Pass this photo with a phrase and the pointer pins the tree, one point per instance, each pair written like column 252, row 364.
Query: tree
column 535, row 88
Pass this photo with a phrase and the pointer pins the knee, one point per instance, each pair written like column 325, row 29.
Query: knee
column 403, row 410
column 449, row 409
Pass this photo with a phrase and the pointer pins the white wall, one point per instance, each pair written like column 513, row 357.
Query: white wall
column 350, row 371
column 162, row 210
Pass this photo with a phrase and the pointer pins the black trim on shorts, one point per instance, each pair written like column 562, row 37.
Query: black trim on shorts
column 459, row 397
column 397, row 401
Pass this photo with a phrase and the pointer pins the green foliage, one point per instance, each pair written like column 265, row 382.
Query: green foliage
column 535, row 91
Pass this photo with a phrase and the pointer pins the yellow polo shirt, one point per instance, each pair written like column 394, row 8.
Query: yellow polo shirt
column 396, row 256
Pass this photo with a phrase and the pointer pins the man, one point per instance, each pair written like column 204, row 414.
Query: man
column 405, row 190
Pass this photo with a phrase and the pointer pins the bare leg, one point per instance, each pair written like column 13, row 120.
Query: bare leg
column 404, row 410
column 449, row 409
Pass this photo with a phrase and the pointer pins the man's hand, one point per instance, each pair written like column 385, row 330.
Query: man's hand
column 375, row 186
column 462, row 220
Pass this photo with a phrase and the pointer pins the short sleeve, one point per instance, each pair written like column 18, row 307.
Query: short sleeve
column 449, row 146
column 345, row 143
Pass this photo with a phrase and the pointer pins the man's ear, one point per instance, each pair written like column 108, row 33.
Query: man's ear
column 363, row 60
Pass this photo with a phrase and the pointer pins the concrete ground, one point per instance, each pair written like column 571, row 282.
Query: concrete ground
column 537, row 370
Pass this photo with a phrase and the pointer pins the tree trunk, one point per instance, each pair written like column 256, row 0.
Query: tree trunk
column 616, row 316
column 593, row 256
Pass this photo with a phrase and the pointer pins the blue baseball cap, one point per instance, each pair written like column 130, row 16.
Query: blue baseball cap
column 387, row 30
********
→ **ASSIGNMENT**:
The lines to reproduce run from the line containing "Query: tree trunk" to the end of the listing; write them out exactly and add nothing.

→ **WRITTEN ANSWER**:
Query: tree trunk
column 616, row 316
column 593, row 256
Pass this photo with a phrase and the pointer pins the blue baseball cap, one point per instance, each pair written like column 130, row 16.
Query: blue baseball cap
column 387, row 30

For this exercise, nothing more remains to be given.